● **The input**:

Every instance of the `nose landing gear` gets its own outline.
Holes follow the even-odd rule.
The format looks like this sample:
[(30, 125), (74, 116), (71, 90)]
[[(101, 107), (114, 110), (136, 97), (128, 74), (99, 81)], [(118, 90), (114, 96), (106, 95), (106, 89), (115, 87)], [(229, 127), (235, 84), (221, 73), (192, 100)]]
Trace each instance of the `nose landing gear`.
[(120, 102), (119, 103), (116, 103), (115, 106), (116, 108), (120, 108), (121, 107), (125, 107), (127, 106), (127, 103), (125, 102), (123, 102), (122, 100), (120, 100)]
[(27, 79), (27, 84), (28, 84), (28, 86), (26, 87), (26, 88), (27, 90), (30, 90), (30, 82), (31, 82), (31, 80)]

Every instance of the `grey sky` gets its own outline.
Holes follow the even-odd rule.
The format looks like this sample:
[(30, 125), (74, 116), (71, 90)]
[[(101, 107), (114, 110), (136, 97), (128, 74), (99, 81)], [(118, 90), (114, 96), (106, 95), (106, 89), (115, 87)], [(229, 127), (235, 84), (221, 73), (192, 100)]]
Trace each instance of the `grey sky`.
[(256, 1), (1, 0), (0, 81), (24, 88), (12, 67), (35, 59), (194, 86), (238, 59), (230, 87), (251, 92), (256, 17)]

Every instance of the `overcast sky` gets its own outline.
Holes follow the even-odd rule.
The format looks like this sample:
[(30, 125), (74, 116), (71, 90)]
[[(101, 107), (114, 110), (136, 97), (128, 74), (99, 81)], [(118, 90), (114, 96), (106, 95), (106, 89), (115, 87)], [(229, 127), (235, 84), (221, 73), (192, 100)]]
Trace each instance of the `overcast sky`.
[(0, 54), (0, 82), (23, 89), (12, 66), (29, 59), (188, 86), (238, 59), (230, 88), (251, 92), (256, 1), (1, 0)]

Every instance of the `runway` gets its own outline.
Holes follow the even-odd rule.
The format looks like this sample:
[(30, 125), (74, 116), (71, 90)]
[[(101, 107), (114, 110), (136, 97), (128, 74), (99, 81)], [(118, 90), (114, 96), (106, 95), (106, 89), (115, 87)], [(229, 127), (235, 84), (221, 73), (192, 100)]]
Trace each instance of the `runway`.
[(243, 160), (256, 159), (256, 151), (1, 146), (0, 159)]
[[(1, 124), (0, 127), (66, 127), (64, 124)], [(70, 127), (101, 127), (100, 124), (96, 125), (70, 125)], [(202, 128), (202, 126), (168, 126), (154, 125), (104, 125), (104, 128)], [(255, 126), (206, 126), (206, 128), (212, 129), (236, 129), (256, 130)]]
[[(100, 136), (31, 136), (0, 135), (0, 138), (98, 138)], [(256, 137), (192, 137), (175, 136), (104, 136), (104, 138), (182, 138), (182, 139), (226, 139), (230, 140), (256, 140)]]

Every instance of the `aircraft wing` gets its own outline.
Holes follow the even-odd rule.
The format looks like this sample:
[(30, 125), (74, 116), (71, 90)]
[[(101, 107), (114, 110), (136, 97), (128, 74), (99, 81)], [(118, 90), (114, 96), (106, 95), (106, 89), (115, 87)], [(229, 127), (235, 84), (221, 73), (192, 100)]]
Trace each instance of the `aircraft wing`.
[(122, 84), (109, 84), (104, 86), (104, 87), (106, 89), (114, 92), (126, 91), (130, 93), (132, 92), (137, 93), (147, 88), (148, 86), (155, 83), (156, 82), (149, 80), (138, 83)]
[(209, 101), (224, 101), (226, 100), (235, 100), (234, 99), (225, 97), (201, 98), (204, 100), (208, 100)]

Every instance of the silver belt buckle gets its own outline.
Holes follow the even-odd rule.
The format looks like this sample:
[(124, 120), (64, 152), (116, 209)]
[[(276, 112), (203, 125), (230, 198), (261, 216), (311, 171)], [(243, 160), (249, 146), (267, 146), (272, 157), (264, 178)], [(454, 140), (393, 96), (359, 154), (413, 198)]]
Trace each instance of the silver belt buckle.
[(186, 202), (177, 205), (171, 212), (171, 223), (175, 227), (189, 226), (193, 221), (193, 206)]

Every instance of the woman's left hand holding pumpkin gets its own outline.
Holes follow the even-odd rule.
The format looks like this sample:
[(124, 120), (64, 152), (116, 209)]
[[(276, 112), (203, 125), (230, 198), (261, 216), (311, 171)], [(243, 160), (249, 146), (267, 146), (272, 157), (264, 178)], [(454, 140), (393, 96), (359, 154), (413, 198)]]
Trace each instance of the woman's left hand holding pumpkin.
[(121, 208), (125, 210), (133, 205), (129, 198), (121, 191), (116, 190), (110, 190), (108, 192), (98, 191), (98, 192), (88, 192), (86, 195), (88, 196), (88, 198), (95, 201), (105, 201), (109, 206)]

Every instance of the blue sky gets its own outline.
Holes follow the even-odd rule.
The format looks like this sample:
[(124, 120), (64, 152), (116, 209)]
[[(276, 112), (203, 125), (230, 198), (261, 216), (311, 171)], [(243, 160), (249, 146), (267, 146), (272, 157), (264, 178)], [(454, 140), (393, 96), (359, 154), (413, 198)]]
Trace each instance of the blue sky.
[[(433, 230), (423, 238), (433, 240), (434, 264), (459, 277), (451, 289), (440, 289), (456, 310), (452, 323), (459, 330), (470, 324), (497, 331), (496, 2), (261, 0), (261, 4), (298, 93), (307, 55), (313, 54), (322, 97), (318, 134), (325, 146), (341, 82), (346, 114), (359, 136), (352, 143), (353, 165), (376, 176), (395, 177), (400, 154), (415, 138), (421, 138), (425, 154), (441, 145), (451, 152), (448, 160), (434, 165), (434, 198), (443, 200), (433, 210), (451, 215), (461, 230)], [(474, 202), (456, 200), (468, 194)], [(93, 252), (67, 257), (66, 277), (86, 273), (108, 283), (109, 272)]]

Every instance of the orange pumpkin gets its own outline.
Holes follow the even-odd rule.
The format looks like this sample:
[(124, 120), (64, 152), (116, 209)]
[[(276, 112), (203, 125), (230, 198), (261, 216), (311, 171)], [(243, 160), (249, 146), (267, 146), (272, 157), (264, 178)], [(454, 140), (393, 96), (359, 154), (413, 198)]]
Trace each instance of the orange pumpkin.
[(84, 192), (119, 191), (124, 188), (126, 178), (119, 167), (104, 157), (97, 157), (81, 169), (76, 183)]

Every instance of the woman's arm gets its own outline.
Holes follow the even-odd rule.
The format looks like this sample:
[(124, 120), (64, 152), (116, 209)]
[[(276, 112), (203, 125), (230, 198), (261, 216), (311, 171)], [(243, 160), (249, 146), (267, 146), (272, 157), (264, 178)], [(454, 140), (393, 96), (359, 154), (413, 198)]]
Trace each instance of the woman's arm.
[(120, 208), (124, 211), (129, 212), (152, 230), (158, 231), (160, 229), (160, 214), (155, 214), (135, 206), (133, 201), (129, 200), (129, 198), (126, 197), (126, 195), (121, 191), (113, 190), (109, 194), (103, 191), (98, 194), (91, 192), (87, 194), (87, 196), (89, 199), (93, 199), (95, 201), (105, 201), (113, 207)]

● **Do this**:
Convert the listing above into a Markdown table with the columns Row and Entry, giving each non-blank line its own numbered row and omitting the blank lines.

● **Answer for this exercise**:
| Row | Entry |
|---|---|
| 1 | Every instance of the `nose landing gear` gets its own outline. |
| 2 | Holes follow the even-odd rule. |
| 3 | The format looks like this sample: |
| 4 | [(30, 125), (74, 116), (71, 90)] |
| 5 | [[(101, 107), (114, 110), (136, 97), (128, 74), (99, 81)], [(118, 90), (114, 96), (106, 95), (106, 89), (115, 87)], [(229, 127), (235, 84), (221, 73), (192, 100)]] |
| 6 | Trace each instance of the `nose landing gear`. |
| 7 | [(120, 102), (119, 103), (116, 103), (115, 106), (116, 108), (120, 108), (121, 107), (125, 107), (127, 106), (127, 103), (125, 102), (123, 102), (122, 100), (120, 100)] |
| 8 | [(27, 79), (27, 84), (28, 84), (28, 86), (26, 87), (26, 88), (27, 90), (30, 90), (30, 82), (31, 82), (31, 80)] |
| 9 | Every instance of the `grey sky` gets its own outline. |
| 10 | Holes follow the even-odd rule. |
| 11 | The format looks like this sample: |
| 12 | [(30, 125), (74, 116), (71, 90)] |
| 13 | [[(101, 107), (114, 110), (136, 97), (128, 74), (99, 81)], [(118, 90), (114, 96), (106, 95), (106, 89), (115, 87)], [(229, 127), (235, 84), (221, 73), (192, 100)]] |
| 14 | Trace each instance of the `grey sky`. |
| 15 | [(256, 1), (1, 0), (0, 81), (24, 88), (12, 67), (35, 59), (194, 86), (238, 59), (230, 87), (251, 92), (256, 17)] |
| 16 | Every instance of the `overcast sky` gets its own outline. |
| 17 | Holes follow the even-odd rule. |
| 18 | The format looks like this sample: |
| 19 | [(30, 125), (74, 116), (71, 90)] |
| 20 | [[(101, 107), (114, 110), (136, 97), (128, 74), (99, 81)], [(118, 90), (114, 96), (106, 95), (106, 89), (115, 87)], [(229, 127), (235, 84), (221, 73), (192, 100)]] |
| 21 | Trace each instance of the `overcast sky`. |
| 22 | [(0, 54), (0, 82), (23, 89), (12, 66), (29, 59), (188, 86), (238, 59), (230, 88), (251, 92), (256, 1), (1, 0)] |
| 23 | Every instance of the `runway` gets its own outline. |
| 24 | Holes follow the even-odd rule. |
| 25 | The format looks like this sample: |
| 26 | [(30, 125), (74, 116), (71, 90)] |
| 27 | [[(101, 107), (114, 110), (136, 97), (128, 74), (99, 81)], [(118, 90), (114, 96), (106, 95), (106, 89), (115, 87)], [(229, 127), (235, 84), (221, 73), (192, 100)]] |
| 28 | Trace each instance of the `runway`. |
| 29 | [(243, 160), (256, 159), (256, 151), (1, 146), (0, 159)] |
| 30 | [[(1, 124), (0, 127), (66, 127), (64, 124)], [(70, 127), (101, 127), (100, 124), (96, 125), (70, 125)], [(202, 128), (202, 126), (168, 126), (154, 125), (104, 125), (104, 128)], [(255, 126), (206, 126), (206, 128), (212, 129), (236, 129), (256, 130)]] |
| 31 | [[(100, 136), (31, 136), (0, 135), (0, 138), (98, 138)], [(256, 137), (192, 137), (175, 136), (104, 136), (104, 138), (182, 138), (182, 139), (226, 139), (230, 140), (256, 140)]] |
| 32 | Every instance of the `aircraft wing` gets its own outline. |
| 33 | Holes follow the even-odd rule. |
| 34 | The format looks like this sample: |
| 35 | [(30, 125), (74, 116), (71, 90)] |
| 36 | [[(101, 107), (114, 110), (136, 97), (128, 74), (99, 81)], [(118, 90), (114, 96), (106, 95), (106, 89), (115, 87)], [(229, 127), (235, 84), (221, 73), (192, 100)]] |
| 37 | Trace each instance of the `aircraft wing`. |
| 38 | [(122, 84), (109, 84), (104, 86), (104, 87), (106, 89), (114, 92), (126, 91), (130, 93), (132, 92), (137, 93), (147, 88), (148, 86), (155, 83), (156, 82), (149, 80), (138, 83)] |
| 39 | [(209, 101), (224, 101), (226, 100), (235, 100), (234, 99), (225, 97), (201, 98), (204, 100), (208, 100)] |
| 40 | Every instance of the silver belt buckle gets its own outline. |
| 41 | Holes follow the even-odd rule. |
| 42 | The format looks like this sample: |
| 43 | [(124, 120), (64, 152), (116, 209)] |
| 44 | [[(276, 112), (203, 125), (230, 198), (261, 216), (311, 171)], [(243, 160), (249, 146), (267, 146), (272, 157), (264, 178)], [(454, 140), (393, 96), (359, 154), (413, 198)]] |
| 45 | Trace each instance of the silver belt buckle. |
| 46 | [(186, 202), (177, 205), (171, 212), (171, 223), (175, 227), (189, 226), (193, 221), (193, 206)] |
| 47 | Every instance of the woman's left hand holding pumpkin gets its own outline. |
| 48 | Holes follow the even-odd rule. |
| 49 | The format looks like this sample: |
| 50 | [(124, 120), (64, 152), (116, 209)] |
| 51 | [[(276, 112), (203, 125), (230, 198), (261, 216), (311, 171)], [(243, 160), (249, 146), (267, 146), (272, 157), (264, 178)], [(454, 140), (393, 96), (359, 154), (413, 198)]] |
| 52 | Trace each instance of the woman's left hand holding pumpkin. |
| 53 | [(121, 208), (125, 210), (133, 205), (129, 198), (121, 191), (116, 190), (110, 190), (108, 192), (98, 191), (98, 192), (88, 192), (86, 195), (88, 196), (88, 198), (95, 201), (105, 201), (109, 206)] |
| 54 | Every instance of the blue sky gets its own outline. |
| 55 | Holes follow the even-odd rule. |
| 56 | The format looks like this sample: |
| 57 | [(124, 120), (64, 152), (116, 209)] |
| 58 | [[(276, 112), (203, 125), (230, 198), (261, 216), (311, 171)], [(243, 160), (249, 146), (267, 146), (272, 157), (264, 178)], [(454, 140), (393, 96), (359, 154), (413, 198)]] |
| 59 | Trace each instance of the blue sky. |
| 60 | [[(433, 230), (423, 238), (433, 240), (434, 264), (459, 277), (451, 289), (440, 289), (456, 310), (452, 323), (459, 330), (470, 324), (497, 331), (496, 2), (261, 0), (261, 4), (298, 93), (307, 55), (313, 54), (322, 97), (318, 134), (325, 146), (341, 82), (346, 114), (359, 136), (352, 143), (353, 165), (376, 176), (395, 177), (400, 154), (415, 138), (421, 138), (425, 154), (441, 145), (451, 152), (448, 160), (434, 165), (434, 198), (443, 200), (433, 210), (451, 215), (461, 230)], [(474, 202), (456, 200), (468, 194)], [(93, 252), (67, 257), (66, 277), (86, 273), (108, 283), (109, 272)]] |
| 61 | Every instance of the orange pumpkin gets its own outline. |
| 62 | Holes follow the even-odd rule. |
| 63 | The format looks like this sample: |
| 64 | [(124, 120), (64, 152), (116, 209)] |
| 65 | [[(276, 112), (203, 125), (230, 198), (261, 216), (311, 171)], [(243, 160), (249, 146), (267, 146), (272, 157), (264, 178)], [(454, 140), (393, 96), (359, 154), (413, 198)]] |
| 66 | Trace each instance of the orange pumpkin. |
| 67 | [(84, 192), (119, 191), (124, 188), (126, 178), (119, 167), (104, 157), (97, 157), (81, 169), (76, 183)] |
| 68 | Every instance of the woman's arm gets its own outline. |
| 69 | Holes follow the even-odd rule. |
| 70 | The format looks like this sample: |
| 71 | [(124, 120), (64, 152), (116, 209)] |
| 72 | [[(276, 112), (203, 125), (230, 198), (261, 216), (311, 171)], [(243, 160), (249, 146), (267, 146), (272, 157), (264, 178)], [(454, 140), (393, 96), (359, 154), (413, 198)]] |
| 73 | Trace each instance of the woman's arm. |
| 74 | [(120, 208), (124, 211), (129, 212), (152, 230), (158, 231), (160, 229), (160, 214), (155, 214), (135, 206), (133, 201), (129, 200), (129, 198), (126, 197), (126, 195), (121, 191), (113, 190), (109, 194), (103, 191), (98, 194), (91, 192), (87, 194), (87, 196), (89, 199), (93, 199), (95, 201), (105, 201), (113, 207)] |